Your instructions –
Look through the data for the string "loader". Copy every line where it is found.

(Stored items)
-----

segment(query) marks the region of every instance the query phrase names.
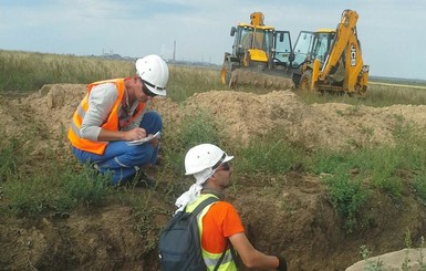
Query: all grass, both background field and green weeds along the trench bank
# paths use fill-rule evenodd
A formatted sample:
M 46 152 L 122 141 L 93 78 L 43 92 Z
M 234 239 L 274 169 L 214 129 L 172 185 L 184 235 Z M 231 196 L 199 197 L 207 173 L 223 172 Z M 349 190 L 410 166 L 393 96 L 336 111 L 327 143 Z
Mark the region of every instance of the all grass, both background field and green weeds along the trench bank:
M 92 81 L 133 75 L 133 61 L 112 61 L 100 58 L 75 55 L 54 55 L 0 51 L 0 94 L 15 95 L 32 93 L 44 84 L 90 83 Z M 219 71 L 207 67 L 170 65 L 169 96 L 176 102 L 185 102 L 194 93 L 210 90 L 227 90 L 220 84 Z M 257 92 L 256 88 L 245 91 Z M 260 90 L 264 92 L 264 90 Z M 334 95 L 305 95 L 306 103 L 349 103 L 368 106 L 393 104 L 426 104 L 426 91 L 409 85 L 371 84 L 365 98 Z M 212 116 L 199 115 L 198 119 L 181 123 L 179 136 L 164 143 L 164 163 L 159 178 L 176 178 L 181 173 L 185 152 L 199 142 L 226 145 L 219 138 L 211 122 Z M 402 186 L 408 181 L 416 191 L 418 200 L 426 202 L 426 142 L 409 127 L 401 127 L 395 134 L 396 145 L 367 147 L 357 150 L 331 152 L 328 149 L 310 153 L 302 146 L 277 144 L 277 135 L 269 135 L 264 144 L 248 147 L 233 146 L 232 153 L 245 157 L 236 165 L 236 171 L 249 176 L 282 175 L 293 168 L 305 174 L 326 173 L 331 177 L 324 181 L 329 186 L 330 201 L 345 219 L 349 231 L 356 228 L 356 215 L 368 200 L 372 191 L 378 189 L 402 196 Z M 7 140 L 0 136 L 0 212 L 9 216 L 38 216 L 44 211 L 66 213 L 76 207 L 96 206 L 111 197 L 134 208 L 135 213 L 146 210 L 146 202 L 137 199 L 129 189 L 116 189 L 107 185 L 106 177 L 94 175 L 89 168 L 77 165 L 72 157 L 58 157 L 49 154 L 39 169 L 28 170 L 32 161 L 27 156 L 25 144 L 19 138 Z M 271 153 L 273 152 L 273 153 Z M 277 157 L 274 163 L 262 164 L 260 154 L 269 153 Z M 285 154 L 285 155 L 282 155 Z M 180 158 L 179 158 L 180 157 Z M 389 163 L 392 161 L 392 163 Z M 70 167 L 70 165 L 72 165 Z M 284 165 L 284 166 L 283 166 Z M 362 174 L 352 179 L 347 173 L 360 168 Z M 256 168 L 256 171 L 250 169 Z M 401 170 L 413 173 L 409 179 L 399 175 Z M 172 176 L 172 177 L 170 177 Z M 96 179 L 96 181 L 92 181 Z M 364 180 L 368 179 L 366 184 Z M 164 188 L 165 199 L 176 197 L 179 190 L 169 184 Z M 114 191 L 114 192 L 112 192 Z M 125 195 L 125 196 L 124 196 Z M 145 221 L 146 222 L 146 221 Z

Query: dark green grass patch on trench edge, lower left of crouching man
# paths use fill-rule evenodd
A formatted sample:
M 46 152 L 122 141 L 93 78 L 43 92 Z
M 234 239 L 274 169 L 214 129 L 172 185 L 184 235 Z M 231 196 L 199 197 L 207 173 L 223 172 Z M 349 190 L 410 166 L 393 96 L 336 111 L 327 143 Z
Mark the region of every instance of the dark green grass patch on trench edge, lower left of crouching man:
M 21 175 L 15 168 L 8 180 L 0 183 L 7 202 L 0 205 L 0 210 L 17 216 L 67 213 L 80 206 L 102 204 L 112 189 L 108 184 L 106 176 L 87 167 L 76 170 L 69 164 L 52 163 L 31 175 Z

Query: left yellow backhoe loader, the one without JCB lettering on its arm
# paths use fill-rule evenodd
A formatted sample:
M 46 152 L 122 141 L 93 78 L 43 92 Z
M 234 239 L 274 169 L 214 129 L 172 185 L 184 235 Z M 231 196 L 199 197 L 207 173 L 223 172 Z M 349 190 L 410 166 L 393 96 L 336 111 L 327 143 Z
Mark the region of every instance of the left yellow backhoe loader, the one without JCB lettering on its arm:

-----

Solution for this exercise –
Query: left yellow backhoe loader, the one without JCB lettering on its arm
Mark the region of every instance of the left yellow backhoe loader, the one without JCB lettering on its arm:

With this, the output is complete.